═══ Texto fornecido ═══
Melancólica e brutal é como definiria a adaptação para o cinema (Herbert Richers Produções Cinematográficas, 1963) de Nelson Pereira dos Santos (1928–2018) do clássico literário nacional Vidas Secas (1938), de autoria de Graciliano Ramos (1892–1953). Retrato documental da miséria e da fome da seca sertaneja (c. 1932), dos Santos percorre já à abertura o ambiente quase inóspito às vidas humana e não humana por que os retirantes Fabiano (Átila Iório), Sinhá Vitória (Maria Ribeiro) e os meninos mais velho e mais novo deslocam-se rumo à expectativa de uma nova vida. Ao plano geral em cenário extremo, o horizonte de aproximação ao cinematógrafo das quatro personagens (ou cinco, a contar-se a cadela Baleia) realiza-se sob o som contínuo de um carro de boi e em sofrimento. Interessante é a ênfase atribuída a distintas conclusões acerca da miserabilidade de existir no sertão via decupagem: em uma perspectiva objetiva e, portanto, de observação onisciente, o foco sobre os diálogos expositivos de Fabiano e de Vitória a respeito das dificuldades à subsistência e da migração intermitente faz-se complementar ao exausto olhar infantil, leia-se subjetivo, direcionado à caminhada entre chão árido, enquanto o sonho da cama de couro e de madeira de Sinhá atravessa a esperança por dignidade e por dias melhores.

Sinhá Vitória (Maria Ribeiro), Fabiano (Átila Iório) e seus meninos retiram-se a outro recanto do sertão em busca de uma vida melhor. Foto: reprodução.
═══ Linhas de dados ═══
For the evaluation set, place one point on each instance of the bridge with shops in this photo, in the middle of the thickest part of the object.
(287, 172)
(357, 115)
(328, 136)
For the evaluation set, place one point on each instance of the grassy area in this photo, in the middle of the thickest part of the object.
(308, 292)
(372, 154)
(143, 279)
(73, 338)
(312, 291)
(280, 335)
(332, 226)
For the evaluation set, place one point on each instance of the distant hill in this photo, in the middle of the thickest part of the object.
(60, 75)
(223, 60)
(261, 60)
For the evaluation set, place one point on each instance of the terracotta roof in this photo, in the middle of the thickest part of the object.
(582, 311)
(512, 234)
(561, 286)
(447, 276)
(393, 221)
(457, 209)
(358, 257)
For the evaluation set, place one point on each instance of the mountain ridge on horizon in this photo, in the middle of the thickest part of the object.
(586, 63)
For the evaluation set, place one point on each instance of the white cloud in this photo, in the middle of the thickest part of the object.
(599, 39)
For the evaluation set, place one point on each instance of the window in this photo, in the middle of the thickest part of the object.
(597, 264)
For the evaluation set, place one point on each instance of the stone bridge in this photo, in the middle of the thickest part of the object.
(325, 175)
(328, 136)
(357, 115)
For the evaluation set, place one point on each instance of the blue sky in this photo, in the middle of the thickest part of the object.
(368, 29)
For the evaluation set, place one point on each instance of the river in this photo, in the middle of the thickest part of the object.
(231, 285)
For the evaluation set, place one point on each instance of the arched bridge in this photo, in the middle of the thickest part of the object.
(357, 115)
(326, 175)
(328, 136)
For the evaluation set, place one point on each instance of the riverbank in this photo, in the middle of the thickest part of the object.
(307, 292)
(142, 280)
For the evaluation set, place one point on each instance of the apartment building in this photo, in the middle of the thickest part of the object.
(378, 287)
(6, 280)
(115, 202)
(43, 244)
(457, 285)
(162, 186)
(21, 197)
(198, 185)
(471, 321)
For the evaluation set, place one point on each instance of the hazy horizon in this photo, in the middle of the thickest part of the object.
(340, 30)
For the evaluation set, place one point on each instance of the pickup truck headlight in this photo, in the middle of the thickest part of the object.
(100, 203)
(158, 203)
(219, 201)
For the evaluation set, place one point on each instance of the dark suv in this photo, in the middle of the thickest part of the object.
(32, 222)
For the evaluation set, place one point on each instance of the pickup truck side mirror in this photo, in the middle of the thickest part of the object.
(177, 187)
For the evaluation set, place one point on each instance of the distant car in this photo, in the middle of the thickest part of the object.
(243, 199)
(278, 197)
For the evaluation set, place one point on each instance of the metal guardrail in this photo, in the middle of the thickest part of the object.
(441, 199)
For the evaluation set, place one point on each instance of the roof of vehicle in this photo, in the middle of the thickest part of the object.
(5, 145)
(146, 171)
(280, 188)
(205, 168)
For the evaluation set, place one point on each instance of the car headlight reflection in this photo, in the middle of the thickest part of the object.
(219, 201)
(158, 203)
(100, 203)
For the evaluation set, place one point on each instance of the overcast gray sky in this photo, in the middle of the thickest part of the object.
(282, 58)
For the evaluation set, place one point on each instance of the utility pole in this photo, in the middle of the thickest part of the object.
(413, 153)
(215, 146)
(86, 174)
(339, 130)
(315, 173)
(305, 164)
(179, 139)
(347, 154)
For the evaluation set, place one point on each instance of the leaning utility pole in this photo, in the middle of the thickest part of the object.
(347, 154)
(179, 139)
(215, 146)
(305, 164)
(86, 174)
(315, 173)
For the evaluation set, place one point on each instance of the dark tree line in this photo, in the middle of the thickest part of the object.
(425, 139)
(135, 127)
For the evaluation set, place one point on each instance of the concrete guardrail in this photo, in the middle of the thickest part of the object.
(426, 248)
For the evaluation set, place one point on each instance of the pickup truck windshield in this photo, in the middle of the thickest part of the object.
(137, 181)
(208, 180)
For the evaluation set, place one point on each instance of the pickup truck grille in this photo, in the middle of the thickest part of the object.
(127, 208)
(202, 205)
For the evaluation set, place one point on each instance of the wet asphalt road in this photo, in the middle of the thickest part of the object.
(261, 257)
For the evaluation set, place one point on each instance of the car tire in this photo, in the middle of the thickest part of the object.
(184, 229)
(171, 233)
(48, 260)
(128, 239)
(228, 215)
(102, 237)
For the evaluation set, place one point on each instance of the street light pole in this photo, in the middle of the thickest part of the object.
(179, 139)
═══
> O que fazer:
Reproduza fielmente, do texto fornecido, tudo o que vai de "Sinhá Vitória (Maria Ribeiro), Fabiano" até "melhor. Foto: reprodução.".

> Resultado final:
Sinhá Vitória (Maria Ribeiro), Fabiano (Átila Iório) e seus meninos retiram-se a outro recanto do sertão em busca de uma vida melhor. Foto: reprodução.